* _Work to be completed_: Could you format each line of the data below as a string in a single JSON list, skipping blank lines and leaving out the picture placeholders?

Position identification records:
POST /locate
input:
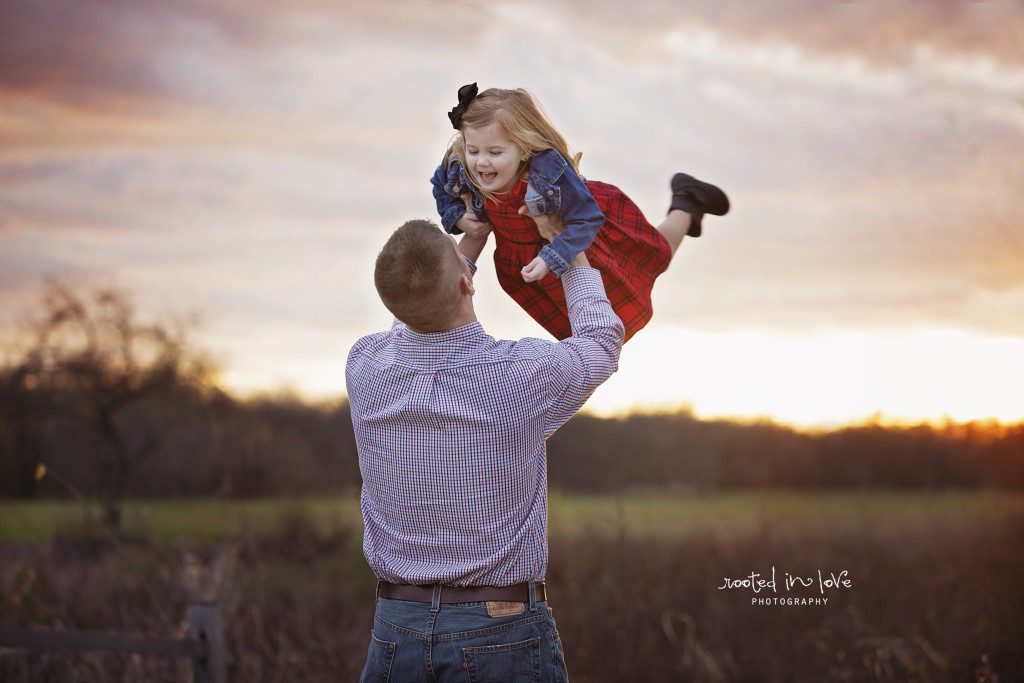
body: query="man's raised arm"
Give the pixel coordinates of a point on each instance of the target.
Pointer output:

* _Right answer_:
[
  "POST /locate",
  "input:",
  "body: query=\"man's raised arm\"",
  "Give the pixel coordinates of a point on each instance of the target.",
  "Pointer output:"
]